### Prompt
Please output exactly the lines that run from the line with "Can you find the rocky" through the final line of the data, inclusive, and nothing more.

────────────────────

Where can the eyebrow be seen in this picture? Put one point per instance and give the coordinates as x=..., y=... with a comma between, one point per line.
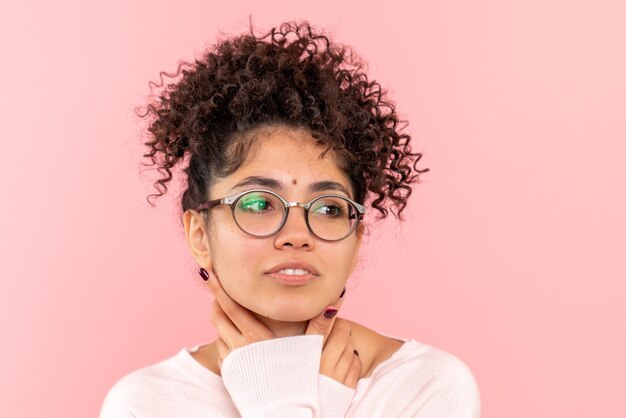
x=271, y=183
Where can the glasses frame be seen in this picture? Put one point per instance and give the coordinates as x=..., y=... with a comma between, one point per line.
x=233, y=199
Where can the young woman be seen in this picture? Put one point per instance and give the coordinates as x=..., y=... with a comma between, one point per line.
x=286, y=139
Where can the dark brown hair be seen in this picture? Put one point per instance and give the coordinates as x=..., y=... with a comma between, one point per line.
x=293, y=75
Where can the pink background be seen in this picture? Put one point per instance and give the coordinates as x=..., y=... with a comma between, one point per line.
x=512, y=258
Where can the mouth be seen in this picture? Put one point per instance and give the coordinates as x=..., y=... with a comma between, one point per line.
x=293, y=277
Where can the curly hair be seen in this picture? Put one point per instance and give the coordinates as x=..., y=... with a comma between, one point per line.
x=293, y=75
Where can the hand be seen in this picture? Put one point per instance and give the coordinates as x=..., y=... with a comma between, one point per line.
x=237, y=327
x=339, y=359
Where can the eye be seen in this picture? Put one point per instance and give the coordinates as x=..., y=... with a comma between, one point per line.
x=255, y=203
x=331, y=208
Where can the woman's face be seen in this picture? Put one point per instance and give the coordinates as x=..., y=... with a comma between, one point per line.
x=241, y=261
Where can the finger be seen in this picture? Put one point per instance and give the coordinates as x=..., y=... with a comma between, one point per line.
x=332, y=352
x=354, y=373
x=226, y=330
x=323, y=323
x=222, y=349
x=248, y=325
x=345, y=361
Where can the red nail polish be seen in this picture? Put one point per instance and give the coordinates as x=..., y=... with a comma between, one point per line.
x=330, y=312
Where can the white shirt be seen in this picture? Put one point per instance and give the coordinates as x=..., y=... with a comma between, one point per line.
x=280, y=378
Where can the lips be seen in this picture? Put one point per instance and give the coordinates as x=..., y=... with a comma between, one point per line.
x=294, y=265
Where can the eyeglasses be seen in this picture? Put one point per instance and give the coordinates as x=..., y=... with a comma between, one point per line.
x=262, y=213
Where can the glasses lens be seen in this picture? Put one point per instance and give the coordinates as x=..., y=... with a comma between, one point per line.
x=259, y=213
x=332, y=218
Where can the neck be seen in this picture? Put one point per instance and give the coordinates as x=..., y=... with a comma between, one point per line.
x=282, y=328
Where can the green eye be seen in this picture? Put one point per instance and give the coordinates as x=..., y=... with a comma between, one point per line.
x=254, y=203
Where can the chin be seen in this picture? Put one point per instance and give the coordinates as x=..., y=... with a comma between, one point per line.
x=290, y=313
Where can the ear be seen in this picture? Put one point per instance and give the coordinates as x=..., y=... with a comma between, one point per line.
x=359, y=239
x=197, y=238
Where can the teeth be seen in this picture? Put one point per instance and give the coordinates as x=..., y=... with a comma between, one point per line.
x=295, y=272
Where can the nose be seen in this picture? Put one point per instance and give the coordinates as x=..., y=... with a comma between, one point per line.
x=295, y=231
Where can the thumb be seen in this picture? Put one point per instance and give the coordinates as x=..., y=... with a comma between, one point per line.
x=322, y=324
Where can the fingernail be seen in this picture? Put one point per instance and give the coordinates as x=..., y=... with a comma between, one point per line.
x=204, y=274
x=330, y=312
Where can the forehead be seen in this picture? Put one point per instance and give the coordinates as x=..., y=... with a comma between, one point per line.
x=292, y=156
x=291, y=149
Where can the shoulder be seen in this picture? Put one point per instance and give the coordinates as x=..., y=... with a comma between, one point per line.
x=432, y=380
x=408, y=375
x=143, y=384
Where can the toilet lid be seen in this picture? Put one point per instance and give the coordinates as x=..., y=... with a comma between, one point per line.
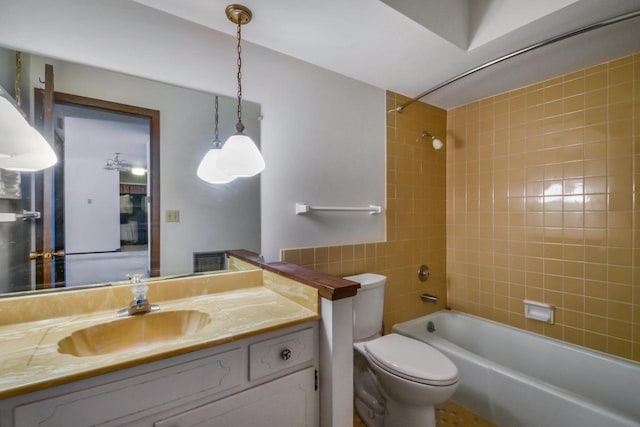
x=412, y=359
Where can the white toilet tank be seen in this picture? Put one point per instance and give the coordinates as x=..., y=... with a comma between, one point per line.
x=368, y=305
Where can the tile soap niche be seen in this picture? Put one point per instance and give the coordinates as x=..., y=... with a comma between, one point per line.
x=539, y=311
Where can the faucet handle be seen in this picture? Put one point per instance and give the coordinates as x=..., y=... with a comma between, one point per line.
x=140, y=292
x=134, y=277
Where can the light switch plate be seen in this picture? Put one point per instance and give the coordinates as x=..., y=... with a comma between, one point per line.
x=172, y=215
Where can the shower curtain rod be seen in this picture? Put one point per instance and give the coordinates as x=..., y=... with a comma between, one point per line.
x=529, y=48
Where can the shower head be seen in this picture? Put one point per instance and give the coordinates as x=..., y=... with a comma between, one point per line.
x=437, y=144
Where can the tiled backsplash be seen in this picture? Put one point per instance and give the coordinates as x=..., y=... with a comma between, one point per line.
x=415, y=214
x=542, y=203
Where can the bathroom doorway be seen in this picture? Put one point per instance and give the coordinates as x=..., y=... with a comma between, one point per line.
x=51, y=253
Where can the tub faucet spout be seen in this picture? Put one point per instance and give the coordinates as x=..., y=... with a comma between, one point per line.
x=429, y=298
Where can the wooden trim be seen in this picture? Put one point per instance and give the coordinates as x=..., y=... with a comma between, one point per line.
x=329, y=287
x=38, y=182
x=154, y=159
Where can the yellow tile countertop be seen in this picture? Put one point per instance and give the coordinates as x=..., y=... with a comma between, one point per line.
x=239, y=305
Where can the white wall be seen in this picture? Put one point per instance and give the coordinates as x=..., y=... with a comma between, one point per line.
x=323, y=135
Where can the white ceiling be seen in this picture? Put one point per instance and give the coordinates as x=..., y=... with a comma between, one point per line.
x=410, y=46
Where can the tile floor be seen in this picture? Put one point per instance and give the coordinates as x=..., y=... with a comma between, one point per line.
x=448, y=414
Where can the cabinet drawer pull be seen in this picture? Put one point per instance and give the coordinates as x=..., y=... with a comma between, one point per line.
x=286, y=354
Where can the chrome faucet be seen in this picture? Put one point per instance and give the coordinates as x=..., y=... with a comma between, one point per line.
x=140, y=303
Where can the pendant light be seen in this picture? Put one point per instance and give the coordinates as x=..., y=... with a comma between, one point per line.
x=208, y=169
x=240, y=155
x=22, y=147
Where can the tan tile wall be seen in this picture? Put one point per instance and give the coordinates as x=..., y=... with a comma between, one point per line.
x=415, y=214
x=542, y=203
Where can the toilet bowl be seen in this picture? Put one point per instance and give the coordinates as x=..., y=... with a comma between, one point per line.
x=397, y=380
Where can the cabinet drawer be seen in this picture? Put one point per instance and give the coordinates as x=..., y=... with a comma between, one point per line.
x=276, y=354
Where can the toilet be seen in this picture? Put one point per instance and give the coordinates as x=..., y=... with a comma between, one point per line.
x=397, y=380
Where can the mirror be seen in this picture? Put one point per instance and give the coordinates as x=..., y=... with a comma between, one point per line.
x=197, y=219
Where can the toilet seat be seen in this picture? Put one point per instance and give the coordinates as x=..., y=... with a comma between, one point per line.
x=412, y=360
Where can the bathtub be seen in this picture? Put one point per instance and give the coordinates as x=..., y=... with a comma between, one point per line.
x=516, y=378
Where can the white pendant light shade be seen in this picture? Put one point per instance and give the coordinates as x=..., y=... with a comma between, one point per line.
x=240, y=157
x=39, y=156
x=14, y=130
x=209, y=171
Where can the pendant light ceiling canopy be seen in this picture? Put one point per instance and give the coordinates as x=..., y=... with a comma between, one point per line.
x=240, y=156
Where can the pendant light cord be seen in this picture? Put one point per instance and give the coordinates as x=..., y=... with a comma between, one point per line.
x=217, y=139
x=16, y=84
x=239, y=126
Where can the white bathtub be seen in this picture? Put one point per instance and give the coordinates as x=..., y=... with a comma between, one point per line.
x=516, y=378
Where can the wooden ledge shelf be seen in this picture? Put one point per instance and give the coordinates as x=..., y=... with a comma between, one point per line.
x=328, y=286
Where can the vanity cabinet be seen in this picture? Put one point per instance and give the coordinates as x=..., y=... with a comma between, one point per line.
x=264, y=380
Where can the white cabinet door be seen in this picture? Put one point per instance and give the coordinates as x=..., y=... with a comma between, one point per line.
x=111, y=402
x=290, y=401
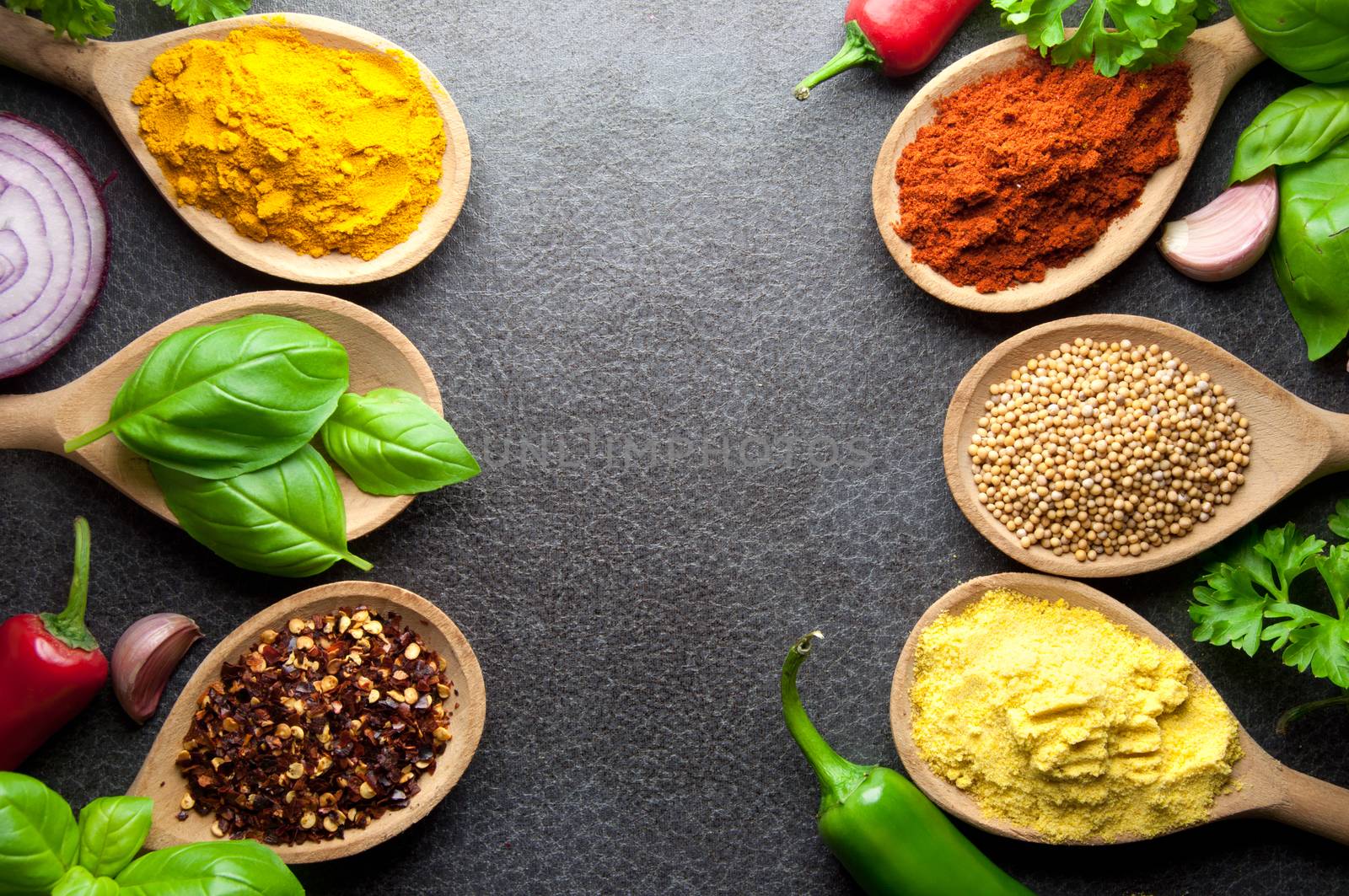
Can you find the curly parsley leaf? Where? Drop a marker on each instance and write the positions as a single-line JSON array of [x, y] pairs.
[[81, 19], [1229, 610], [1340, 520], [1119, 34], [199, 11], [1247, 598]]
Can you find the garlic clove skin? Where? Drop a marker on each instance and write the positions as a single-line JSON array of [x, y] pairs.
[[1228, 235], [146, 655]]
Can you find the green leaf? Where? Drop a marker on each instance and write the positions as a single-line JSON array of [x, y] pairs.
[[1312, 640], [1297, 127], [1340, 518], [1306, 37], [1310, 253], [38, 835], [111, 833], [80, 19], [1229, 610], [391, 443], [1120, 34], [227, 868], [80, 882], [228, 399], [199, 11], [288, 520]]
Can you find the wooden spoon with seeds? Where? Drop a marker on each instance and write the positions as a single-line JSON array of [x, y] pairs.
[[161, 781], [1267, 787], [379, 357], [1218, 56], [1292, 442], [105, 73]]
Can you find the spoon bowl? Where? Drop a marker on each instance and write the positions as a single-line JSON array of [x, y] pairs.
[[379, 357], [1267, 787], [1218, 56], [1292, 442], [105, 73], [162, 783]]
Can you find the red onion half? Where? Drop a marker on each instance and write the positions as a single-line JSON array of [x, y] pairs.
[[53, 243]]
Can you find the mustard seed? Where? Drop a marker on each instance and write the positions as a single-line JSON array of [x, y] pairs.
[[1105, 448]]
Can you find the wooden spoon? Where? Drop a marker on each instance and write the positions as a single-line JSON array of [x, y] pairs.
[[1218, 56], [162, 783], [105, 74], [379, 357], [1268, 788], [1292, 443]]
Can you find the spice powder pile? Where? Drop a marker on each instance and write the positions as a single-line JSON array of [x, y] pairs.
[[1025, 169], [316, 148], [320, 727], [1101, 448], [1056, 718]]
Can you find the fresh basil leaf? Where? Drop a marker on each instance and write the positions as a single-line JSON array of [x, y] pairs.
[[228, 399], [1297, 127], [80, 882], [287, 518], [1306, 37], [1310, 253], [228, 868], [111, 833], [391, 443], [38, 835]]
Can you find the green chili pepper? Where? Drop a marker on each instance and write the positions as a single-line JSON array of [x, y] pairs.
[[889, 837]]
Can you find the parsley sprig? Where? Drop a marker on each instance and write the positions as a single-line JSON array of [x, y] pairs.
[[1247, 599], [1119, 34], [84, 19]]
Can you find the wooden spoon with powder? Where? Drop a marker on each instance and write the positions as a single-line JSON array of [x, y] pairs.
[[1266, 788]]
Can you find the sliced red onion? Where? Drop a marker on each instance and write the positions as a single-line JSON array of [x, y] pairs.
[[53, 243], [1228, 235]]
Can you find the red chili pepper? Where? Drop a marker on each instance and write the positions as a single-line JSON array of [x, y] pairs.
[[899, 37], [51, 666]]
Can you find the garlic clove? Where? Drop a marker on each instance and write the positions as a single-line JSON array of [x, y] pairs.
[[146, 655], [1228, 235]]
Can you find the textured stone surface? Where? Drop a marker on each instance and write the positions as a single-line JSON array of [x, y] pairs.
[[661, 254]]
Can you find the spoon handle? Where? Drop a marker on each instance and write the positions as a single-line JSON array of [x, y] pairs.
[[31, 47], [29, 421], [1313, 804]]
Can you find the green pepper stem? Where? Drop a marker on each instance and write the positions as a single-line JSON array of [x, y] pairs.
[[838, 776], [857, 51], [67, 626]]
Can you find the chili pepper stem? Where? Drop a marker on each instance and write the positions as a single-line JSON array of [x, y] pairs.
[[857, 51], [1303, 709], [838, 776], [69, 626]]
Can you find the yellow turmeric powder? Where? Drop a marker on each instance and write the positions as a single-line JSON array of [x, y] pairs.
[[320, 148], [1054, 718]]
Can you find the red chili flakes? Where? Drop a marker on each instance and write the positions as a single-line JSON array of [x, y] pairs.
[[317, 729]]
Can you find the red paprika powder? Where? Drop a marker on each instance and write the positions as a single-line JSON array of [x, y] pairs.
[[1025, 169]]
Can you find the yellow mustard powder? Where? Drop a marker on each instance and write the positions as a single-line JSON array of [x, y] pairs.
[[320, 148], [1056, 718]]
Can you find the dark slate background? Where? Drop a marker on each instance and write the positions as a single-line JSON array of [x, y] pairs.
[[708, 409]]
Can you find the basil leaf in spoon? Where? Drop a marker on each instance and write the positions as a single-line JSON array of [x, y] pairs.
[[228, 399], [391, 443], [1310, 253], [288, 518]]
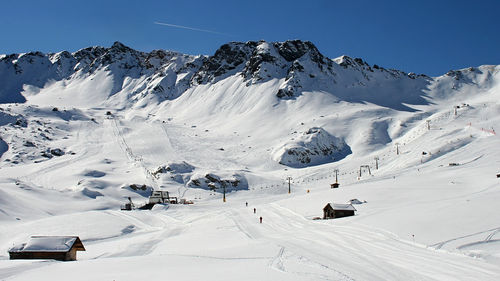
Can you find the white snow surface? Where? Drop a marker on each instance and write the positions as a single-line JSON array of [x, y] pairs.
[[46, 244], [430, 210]]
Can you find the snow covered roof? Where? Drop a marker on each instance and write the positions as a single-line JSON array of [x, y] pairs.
[[342, 207], [49, 244]]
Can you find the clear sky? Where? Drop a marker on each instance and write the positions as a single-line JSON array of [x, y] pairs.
[[421, 36]]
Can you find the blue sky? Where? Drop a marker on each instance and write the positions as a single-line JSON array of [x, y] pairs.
[[422, 36]]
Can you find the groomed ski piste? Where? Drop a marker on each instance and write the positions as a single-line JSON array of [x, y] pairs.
[[428, 212]]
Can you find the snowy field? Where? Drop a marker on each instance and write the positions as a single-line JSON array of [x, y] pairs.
[[429, 210]]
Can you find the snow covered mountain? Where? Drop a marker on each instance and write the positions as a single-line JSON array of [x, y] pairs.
[[96, 126]]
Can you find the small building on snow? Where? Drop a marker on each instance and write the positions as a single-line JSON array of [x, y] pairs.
[[333, 210], [61, 248]]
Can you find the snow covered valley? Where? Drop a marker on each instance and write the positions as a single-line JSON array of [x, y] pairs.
[[420, 154]]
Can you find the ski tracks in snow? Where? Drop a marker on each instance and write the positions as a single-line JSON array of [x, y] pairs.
[[350, 253]]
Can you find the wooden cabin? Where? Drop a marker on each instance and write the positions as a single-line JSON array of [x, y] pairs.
[[61, 248], [334, 211]]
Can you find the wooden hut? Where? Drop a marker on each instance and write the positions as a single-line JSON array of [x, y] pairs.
[[333, 211], [61, 248]]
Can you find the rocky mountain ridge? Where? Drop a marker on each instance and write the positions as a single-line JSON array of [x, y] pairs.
[[168, 74]]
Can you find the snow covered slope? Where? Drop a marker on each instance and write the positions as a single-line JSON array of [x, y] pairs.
[[80, 132]]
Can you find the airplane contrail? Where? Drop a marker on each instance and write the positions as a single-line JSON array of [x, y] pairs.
[[190, 28]]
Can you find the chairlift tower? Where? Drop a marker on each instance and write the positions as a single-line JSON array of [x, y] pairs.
[[336, 184], [364, 166], [224, 191], [289, 178]]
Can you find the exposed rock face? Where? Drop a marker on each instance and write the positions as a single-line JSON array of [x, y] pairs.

────────────────────

### Task solution
Can you find the rocky mountain ridge? Where? Drop a marker on each instance and write the positions as a single-line JSON array of [x, y] pairs.
[[168, 74]]
Can you find the snow covered slope? Where? Drop a marker on each instance and write the positions as a single-line JSON array of [x, y] pairs.
[[80, 132]]
Can you find the airplane contrail? Where? Drop a marker on each instance and write the positions as a single-line JSON array of [x, y] pairs.
[[190, 28]]
Can you find the chairlift tower? Where? Drop a marker on each instance and write the positions as a single-line JSON array of [x, y] pairs.
[[336, 184], [364, 166], [224, 191], [289, 178]]
Can you find the exposed rock face? Where? Drop a marker on each instance and write the positions as a single-line JSON array of [x, y] pairs.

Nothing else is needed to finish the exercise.